#### Required action:
Find every line in the data that contains the word "query". Return each of those lines.

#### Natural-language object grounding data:
####

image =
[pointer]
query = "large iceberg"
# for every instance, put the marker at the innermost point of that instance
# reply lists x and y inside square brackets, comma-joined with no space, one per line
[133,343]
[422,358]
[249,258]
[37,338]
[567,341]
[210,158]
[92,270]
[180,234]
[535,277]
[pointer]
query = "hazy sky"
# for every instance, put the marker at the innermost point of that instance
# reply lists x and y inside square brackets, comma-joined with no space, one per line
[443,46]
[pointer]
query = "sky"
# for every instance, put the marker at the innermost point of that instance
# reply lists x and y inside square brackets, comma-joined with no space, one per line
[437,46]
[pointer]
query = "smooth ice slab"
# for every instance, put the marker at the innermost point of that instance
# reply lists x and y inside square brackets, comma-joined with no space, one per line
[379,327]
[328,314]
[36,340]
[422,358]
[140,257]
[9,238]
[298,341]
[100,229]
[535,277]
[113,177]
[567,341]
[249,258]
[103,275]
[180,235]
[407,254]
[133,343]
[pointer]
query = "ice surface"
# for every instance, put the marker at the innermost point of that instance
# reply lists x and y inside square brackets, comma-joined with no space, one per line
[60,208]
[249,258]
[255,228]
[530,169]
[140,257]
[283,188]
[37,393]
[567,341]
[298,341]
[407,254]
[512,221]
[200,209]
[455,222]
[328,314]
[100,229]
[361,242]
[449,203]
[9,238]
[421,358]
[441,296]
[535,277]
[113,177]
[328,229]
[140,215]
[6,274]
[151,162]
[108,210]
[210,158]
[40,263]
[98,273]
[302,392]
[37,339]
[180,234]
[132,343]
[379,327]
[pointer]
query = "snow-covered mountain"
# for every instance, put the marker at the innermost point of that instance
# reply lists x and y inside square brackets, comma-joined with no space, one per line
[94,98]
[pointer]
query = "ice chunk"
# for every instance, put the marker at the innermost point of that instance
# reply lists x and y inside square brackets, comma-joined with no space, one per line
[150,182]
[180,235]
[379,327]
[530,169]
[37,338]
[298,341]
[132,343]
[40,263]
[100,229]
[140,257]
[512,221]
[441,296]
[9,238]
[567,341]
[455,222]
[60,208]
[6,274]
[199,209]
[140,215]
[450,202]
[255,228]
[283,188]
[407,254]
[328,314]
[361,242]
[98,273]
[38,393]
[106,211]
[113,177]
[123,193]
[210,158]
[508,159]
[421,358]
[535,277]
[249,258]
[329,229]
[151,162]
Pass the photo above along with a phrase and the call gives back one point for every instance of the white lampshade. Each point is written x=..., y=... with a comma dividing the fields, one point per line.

####

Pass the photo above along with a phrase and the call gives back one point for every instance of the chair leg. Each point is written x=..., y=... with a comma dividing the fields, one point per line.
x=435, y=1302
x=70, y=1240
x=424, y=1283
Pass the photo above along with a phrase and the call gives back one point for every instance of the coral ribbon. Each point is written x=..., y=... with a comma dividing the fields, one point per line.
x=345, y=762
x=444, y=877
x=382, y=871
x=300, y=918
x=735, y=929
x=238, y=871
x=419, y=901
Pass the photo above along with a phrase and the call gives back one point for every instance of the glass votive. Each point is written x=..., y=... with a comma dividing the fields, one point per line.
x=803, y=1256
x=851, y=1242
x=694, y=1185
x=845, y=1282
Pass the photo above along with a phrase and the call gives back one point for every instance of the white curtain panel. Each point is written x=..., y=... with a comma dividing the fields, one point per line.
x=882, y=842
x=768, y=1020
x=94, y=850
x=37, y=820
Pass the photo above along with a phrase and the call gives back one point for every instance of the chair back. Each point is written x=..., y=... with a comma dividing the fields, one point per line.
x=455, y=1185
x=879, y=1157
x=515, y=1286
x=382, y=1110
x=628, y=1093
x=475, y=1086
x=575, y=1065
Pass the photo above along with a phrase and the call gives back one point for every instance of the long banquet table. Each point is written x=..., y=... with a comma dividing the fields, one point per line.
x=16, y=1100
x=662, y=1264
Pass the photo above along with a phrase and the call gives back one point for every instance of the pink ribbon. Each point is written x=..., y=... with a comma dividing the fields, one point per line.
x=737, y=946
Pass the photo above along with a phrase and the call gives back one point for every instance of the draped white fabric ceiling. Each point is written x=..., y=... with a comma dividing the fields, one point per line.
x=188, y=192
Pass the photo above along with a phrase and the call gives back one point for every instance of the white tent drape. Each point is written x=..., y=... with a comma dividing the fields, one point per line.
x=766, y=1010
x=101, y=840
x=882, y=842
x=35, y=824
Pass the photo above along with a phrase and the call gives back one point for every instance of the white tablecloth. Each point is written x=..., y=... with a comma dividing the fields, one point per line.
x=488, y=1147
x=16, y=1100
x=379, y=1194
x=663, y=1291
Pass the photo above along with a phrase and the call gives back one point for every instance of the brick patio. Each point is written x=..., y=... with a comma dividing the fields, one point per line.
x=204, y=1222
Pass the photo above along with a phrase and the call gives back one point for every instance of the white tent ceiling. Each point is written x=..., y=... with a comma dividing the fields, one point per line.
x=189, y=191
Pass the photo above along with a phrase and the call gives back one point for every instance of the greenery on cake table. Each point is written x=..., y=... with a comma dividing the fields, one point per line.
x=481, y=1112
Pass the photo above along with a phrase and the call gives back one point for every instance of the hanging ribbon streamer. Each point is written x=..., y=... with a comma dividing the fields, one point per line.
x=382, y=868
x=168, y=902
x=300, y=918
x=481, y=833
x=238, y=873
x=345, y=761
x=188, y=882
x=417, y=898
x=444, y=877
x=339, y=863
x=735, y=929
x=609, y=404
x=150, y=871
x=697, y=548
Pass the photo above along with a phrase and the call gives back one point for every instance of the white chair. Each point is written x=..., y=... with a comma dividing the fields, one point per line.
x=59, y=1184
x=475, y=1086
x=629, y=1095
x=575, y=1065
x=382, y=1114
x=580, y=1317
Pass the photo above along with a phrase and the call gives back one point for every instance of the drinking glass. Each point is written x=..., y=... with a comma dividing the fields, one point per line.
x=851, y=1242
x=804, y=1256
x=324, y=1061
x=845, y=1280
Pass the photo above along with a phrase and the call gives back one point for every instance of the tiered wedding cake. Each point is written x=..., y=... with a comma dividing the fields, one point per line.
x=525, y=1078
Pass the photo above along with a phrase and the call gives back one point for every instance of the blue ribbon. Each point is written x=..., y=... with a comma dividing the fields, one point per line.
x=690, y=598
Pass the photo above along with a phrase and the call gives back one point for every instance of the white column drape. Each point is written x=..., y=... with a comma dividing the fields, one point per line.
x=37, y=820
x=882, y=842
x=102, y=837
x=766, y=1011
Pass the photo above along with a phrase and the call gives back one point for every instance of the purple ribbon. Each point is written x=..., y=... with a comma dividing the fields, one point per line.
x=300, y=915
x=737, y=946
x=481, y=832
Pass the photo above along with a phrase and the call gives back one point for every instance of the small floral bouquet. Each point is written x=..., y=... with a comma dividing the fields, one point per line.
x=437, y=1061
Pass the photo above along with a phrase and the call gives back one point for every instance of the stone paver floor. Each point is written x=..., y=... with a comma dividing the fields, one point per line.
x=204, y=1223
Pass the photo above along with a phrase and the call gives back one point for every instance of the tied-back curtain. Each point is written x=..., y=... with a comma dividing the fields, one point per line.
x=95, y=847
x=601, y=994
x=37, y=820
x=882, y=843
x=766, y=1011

####

#### Solution to this task:
query = "large iceberg"
query = "hazy sky"
query = "sky"
query = "smooth ice slab"
query = "ice surface"
query = "snow-covered mountain"
query = "ice chunk"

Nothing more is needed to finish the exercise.